**YOUR ASSIGNMENT:**
Without the images, output every record exactly as it appears.

**DATA:**
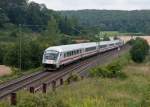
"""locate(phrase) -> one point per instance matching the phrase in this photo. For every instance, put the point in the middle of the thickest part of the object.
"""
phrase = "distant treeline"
(33, 16)
(113, 20)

**OUTPUT OF THE TASK:**
"""locate(phrase) -> one point per instance matching the phrase in this photo. For every instance, put the point in the middle of the thickest part of the object.
"""
phrase = "distant treeline"
(33, 16)
(113, 20)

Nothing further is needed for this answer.